>> BEGIN Data provided
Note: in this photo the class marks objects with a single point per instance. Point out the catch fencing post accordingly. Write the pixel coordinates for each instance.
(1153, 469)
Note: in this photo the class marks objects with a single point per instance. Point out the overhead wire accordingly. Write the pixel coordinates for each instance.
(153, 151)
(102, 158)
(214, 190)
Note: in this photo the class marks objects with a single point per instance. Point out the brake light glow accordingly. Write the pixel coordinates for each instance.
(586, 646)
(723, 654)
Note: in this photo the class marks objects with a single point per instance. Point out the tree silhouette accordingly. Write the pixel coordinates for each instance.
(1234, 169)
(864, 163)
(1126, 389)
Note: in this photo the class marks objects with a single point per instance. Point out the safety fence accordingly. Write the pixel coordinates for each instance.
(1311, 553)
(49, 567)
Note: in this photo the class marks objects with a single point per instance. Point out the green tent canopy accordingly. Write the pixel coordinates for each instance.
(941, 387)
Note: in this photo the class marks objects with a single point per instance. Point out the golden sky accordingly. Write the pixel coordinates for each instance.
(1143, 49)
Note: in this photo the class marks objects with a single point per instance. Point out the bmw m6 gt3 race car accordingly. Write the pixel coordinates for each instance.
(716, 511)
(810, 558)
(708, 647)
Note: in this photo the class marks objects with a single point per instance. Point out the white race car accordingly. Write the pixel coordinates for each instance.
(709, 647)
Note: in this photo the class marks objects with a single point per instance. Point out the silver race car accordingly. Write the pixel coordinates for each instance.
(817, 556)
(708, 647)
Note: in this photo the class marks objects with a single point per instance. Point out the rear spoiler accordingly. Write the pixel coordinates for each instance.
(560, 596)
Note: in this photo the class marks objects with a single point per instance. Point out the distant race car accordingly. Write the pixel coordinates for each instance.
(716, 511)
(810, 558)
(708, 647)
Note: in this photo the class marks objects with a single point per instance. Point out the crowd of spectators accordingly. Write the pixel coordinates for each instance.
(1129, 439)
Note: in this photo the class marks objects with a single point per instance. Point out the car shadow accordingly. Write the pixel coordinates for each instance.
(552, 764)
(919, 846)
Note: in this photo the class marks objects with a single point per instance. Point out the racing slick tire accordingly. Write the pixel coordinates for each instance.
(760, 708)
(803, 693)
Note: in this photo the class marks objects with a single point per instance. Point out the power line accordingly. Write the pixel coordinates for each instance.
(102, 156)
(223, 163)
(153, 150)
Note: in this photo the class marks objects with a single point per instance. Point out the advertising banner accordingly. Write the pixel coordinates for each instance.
>> END Data provided
- The task -
Copy every line from the row containing "out the silver" up to and including the last row above, requests included, and offset each pixel coordinate in the answers by adding 73 to both of its numbers.

- Final result -
Note: in this photo the class marks objects with a single point per instance. Point out the silver race car accordingly. Write the pixel coordinates for each instance.
(890, 629)
(781, 720)
Note: in this photo the class marks objects with a single point per instance. Point out the rear spoiler accordingly. Write the pixel coordinates for each instance.
(633, 669)
Note: in this photo the class marks objects with a single point per instance. Point out the distant race car accordingly. Write the pixel coordinates for each instance.
(789, 584)
(883, 631)
(781, 720)
Note: in this photo the class marks objects with a single point per instance. Point out the crowd of spectators accordingly. Write the pixel coordinates for each instance.
(1202, 512)
Note: in this photo the class marks objects with a single point per instance. Point out the car shadow accordingly. Write the pixel coordinates for each instance.
(625, 837)
(992, 919)
Note: in this photo the class marks objects with a single point per instance. Point out the racing slick tire accordingly. Write the pixel coordinates for each instance.
(833, 781)
(876, 766)
Note: in this photo the class marks objects with a single point per instance. Point out the power line accordingly. Write the pixel coordinates for each instance.
(175, 229)
(296, 236)
(226, 223)
Note: in this photo the class marks objects with a single point per instance. Point out the advertising banner accordingly. Write the pixel coordinates for each instance.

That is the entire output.